Stored items
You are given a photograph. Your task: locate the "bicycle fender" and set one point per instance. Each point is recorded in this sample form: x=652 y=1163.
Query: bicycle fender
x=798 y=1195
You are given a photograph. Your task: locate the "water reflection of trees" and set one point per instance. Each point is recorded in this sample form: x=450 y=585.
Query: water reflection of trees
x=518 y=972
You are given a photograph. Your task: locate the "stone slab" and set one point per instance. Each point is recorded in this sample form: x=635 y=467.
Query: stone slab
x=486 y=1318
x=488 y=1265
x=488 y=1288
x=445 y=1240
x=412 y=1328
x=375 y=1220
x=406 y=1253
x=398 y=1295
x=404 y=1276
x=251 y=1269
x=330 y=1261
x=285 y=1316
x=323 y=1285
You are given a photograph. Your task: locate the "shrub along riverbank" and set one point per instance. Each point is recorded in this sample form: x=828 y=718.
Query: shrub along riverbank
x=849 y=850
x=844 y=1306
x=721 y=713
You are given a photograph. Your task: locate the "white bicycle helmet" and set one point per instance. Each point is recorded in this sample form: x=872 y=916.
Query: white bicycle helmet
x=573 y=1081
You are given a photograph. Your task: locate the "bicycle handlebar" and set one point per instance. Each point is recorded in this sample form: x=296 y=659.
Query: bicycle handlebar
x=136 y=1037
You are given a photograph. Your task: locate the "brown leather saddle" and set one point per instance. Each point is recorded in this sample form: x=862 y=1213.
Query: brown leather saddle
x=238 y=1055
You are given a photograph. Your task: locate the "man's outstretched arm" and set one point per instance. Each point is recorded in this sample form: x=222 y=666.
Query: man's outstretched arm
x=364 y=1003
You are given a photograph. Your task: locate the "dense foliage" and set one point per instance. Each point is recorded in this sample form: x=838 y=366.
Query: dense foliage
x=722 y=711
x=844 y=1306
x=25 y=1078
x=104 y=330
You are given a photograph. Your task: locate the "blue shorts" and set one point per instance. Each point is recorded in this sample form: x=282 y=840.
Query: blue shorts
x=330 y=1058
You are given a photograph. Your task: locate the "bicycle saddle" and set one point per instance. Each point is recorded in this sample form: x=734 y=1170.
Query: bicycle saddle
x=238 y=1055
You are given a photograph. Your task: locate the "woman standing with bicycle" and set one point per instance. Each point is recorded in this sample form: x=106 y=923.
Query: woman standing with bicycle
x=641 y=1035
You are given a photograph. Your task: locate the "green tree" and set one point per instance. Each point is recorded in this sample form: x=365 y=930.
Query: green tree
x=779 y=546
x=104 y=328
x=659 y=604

◆ **WRITTEN EXERCISE**:
Rewrite the records above as a two-column CSV with the header row "prompt,response", giving one row per record. Put each record's full text in the "prompt" column and its answer in the "response" column, quoting every field and replacing line breaks with spaces.

◆ **WRITTEN RESPONSE**:
prompt,response
"You are given a photograph. Your task: locate the ""bicycle fender"" and set one point per instance. Each point is recorded in this sample form: x=652 y=1163. Query: bicycle fender","x=798 y=1195"
"You are given a photograph. Your task: locate the ""water reflection of trees"" and set one point per instance. Each point is recorded in this sample form: x=450 y=585. Query: water reflection of trees","x=518 y=972"
"You are given a photograph. Your task: locate the ""stone slab"" and set one point per instance. Each point is recorded in this sample form: x=635 y=467. Query: stone slab","x=486 y=1318 x=488 y=1265 x=488 y=1288 x=445 y=1240 x=412 y=1328 x=375 y=1220 x=406 y=1253 x=398 y=1295 x=404 y=1276 x=251 y=1269 x=330 y=1261 x=285 y=1316 x=323 y=1285"
"You are given a photograph. Your task: locate the ""shrub along riverbank"" and set one point per instance. Each point is recorded in this sample form: x=828 y=718. Query: shrub along riverbank","x=849 y=850 x=844 y=1306 x=721 y=713"
"You are given a photograph. Your task: locate the ""white bicycle helmet"" and set one point per instance. Each point is recorded in this sample form: x=872 y=916. Query: white bicycle helmet","x=573 y=1081"
"You are given a photograph. Your task: locate the ""bicycle handlebar"" and set one point per instance. Each point is recorded in this sample form: x=296 y=659. Query: bicycle handlebar","x=136 y=1037"
"You are given a photograph. Your task: locate the ""brown leather saddle"" and set one point per instance. Each point is recorded in this sample form: x=862 y=1213. Query: brown leather saddle","x=238 y=1055"
"You are given a photograph. Your task: locate the ""man's outstretched arm"" and set one point per instance. Each point is recorded in this sample form: x=222 y=666. Query: man's outstretched arm","x=364 y=1003"
"You are given a photograph. Your task: locate the ""dense foliage"" and set one point per instance. Each point is recorded in this sample form: x=838 y=366. Query: dense foliage","x=722 y=711 x=844 y=1306 x=25 y=1078 x=104 y=330"
"You are given a photograph. Your task: locate the ""blue shorts"" and set one point per instance. Each point is recorded in this sample form: x=282 y=840. Query: blue shorts","x=330 y=1058"
"You are given a photograph. Your task: locate the ""bicycle saddle"" and set one point per instance. Each point is recorded in this sample form: x=734 y=1170. Query: bicycle saddle","x=238 y=1055"
"You are given a photograph. Your task: locate the ""woman standing with bicycle"" and set one point per instance. Each point is recorded in this sample form: x=106 y=923. Query: woman standing with bicycle","x=641 y=1035"
"You are given a photograph. Your task: locate the ""green tree"" and set one point per instance. Each point is recorded in this sample form: x=365 y=930. Query: green tree","x=779 y=546 x=104 y=328 x=659 y=604"